Anche Il riconoscimento facciale è un serio problema: ci sono così tante foto di tutti in ogni momento e in ogni luogo che si può ricostruire una rappresentazione tridimensionale . Posso tranquillamente avere una maschera di silicone fatta apposta per assomigliare a te, sulla mia testa, ed ecco fatto. Questi tipi di approcci sono assolutamente possibili.
In India c’è una carta del governo che è come una carta d’identità chiamata sistema Aadhaar. il problema con questa carta è che hai un numero statico che ti è stato assegnato, ma per dimostrare che sei il proprietario di quel numero sono stati forniti dati biometrici. quindi è un’applicazione di autenticazione biometrica. Terribile è il fatto che l’intero database di 1,8 miliardi di dati biometrici sono stati rubati, compromessi e venduti sul dark web più e più volte.
Una frode, che era esattamente l’obbiettivo principale della carta, quello di evitare frodi, in particolare per i pagamenti.
Ci sono ulteriori motivi ovviamente. Chi sta spingendo per l’autenticazione biometrica sono player tecnologici interessati a raccogliere più dati possibili e ad identificarti. Ci sono ragioni, anche fraudolente, per cui l’autenticazione biometrica viene tanto invocata e spinta da un punto di vista commerciale.
Questo è il problema che vedo con i sistemi di identificazione biometrica pervasivi. Non sai quale sia l’obiettivo finale per i fornitori di terze parti.

:::::

**COMPITI DA SVOLGERE**:
1. Puoi ripetere il brano sull'autenticazione biometrica nel tratto compreso tra "Ci sono ulteriori" e "di terze parti.", estremi inclusi?
2. Puoi proseguire il brano sull'autenticazione biometrica a partire dalla sua ultima frase?

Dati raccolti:
:::::

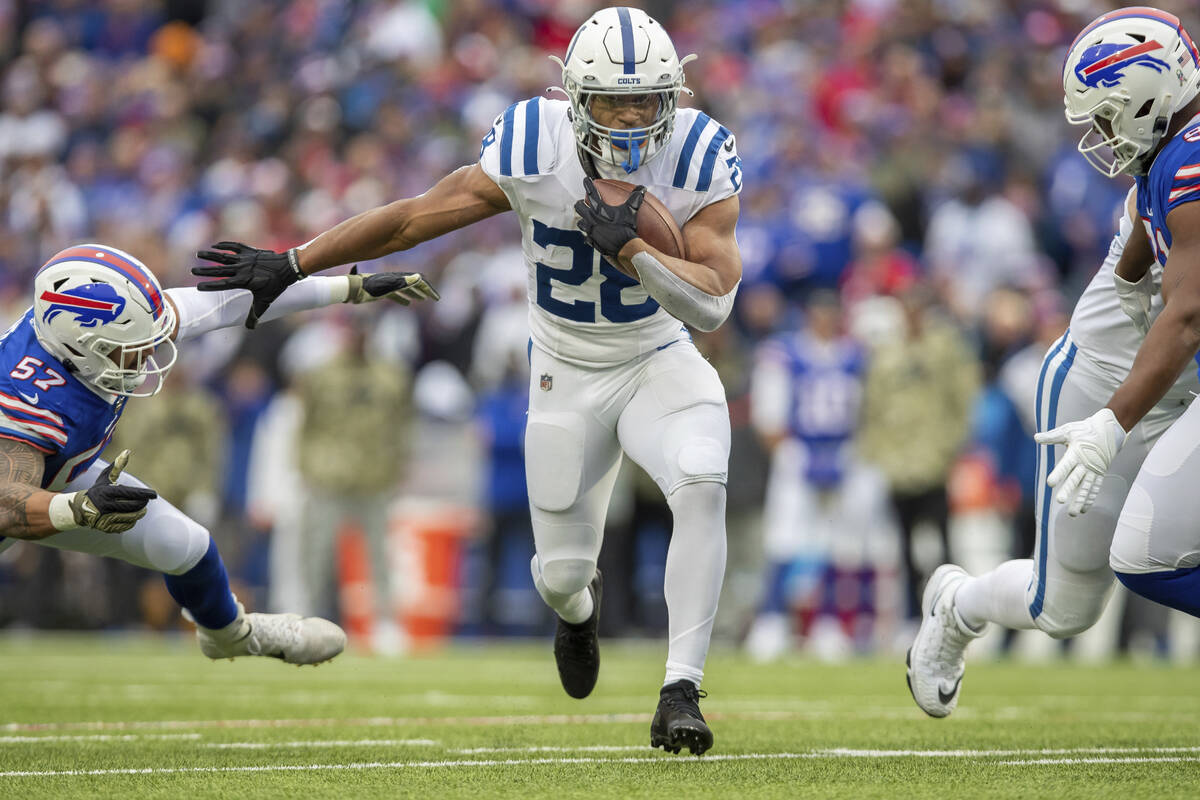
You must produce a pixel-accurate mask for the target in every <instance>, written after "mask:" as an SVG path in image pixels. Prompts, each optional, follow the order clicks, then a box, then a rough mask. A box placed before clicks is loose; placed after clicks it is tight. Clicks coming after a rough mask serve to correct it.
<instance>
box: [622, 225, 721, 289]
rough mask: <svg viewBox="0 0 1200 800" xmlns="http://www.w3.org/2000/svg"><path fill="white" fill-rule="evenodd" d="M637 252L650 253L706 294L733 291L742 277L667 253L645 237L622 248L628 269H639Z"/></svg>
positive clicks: (668, 269)
mask: <svg viewBox="0 0 1200 800" xmlns="http://www.w3.org/2000/svg"><path fill="white" fill-rule="evenodd" d="M637 253H649V254H650V255H653V257H654V258H655V259H656V260H658V261H659V263H660V264H661V265H662V266H665V267H667V269H668V270H671V272H673V273H674V275H676V276H678V277H679V278H680V279H683V281H686V282H688V283H690V284H691V285H694V287H696V288H697V289H700V290H701V291H703V293H704V294H708V295H713V296H714V297H719V296H721V295H725V294H728V293H730V291H732V290H733V288H734V287H736V285H737V284H738V279H739V278H740V277H742V276H740V275H725V273H722V272H721V271H719V270H716V269H713V267H710V266H707V265H704V264H698V263H696V261H689V260H685V259H682V258H674V257H673V255H667V254H666V253H662V252H661V251H658V249H655V248H654V247H650V246H649V245H648V243H647V242H646V240H644V239H632V240H630V241H629V243H628V245H625V246H624V247H622V248H620V253H618V257H619V258H620V263H622V265H623V266H624V267H625V269H626V270H632V271H635V272H636V271H637V267H636V265H635V264H634V257H635V255H636V254H637Z"/></svg>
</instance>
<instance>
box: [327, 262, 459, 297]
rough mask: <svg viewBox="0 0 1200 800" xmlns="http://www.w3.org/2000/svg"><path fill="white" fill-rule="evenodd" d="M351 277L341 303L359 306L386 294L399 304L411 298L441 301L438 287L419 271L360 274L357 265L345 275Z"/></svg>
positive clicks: (384, 272) (387, 296)
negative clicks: (346, 274) (433, 287)
mask: <svg viewBox="0 0 1200 800" xmlns="http://www.w3.org/2000/svg"><path fill="white" fill-rule="evenodd" d="M346 277H348V278H349V279H350V290H349V293H348V294H347V296H346V301H344V302H350V303H354V305H359V303H360V302H373V301H376V300H379V299H380V297H386V299H388V300H391V301H392V302H398V303H400V305H401V306H407V305H408V303H409V302H412V301H413V300H440V299H442V296H440V295H439V294H438V290H437V289H434V288H433V285H432V284H431V283H430V282H428V281H426V279H425V276H424V275H421V273H420V272H376V273H371V272H367V273H365V275H359V267H358V265H354V266H353V267H350V273H349V275H348V276H346Z"/></svg>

:::::

**RISPOSTE PER COMPITO**:
1.
Ci sono ulteriori motivi ovviamente. Chi sta spingendo per l’autenticazione biometrica sono player tecnologici interessati a raccogliere più dati possibili e ad identificarti. Ci sono ragioni, anche fraudolente, per cui l’autenticazione biometrica viene tanto invocata e spinta da un punto di vista commerciale.
Questo è il problema che vedo con i sistemi di identificazione biometrica pervasivi. Non sai quale sia l’obiettivo finale per i fornitori di terze parti.

2.
Diversi anni fa ho comprato diversi biglietti per Disney World per me e la mia famiglia. Ho speso i soldi per i biglietti, ho speso i soldi per il biglietto aereo, l’hotel, e via dicendo. Una volta arrivati al cancello principale di Disney World con un pass da 3 giorni loro mi hanno detto “Hey hai un pass da 3 giorni, abbiamo bisogno della tua impronta digitale” e io ho risposto che non l’avrei fornita e ho chiesto il perché di questa richiesta. Lui ha detto “beh, è quello che facciamo ” . “il fatto è che hai avuto uno sconto per un abbonamento di 3 giorni e quindi non vogliamo che tu vada un giorno solamente per poi vendere il biglietto”. Così ho detto “ok, ma cosa fate con la mia impronta ” e lui ha detto “questo non è un nostro problema”.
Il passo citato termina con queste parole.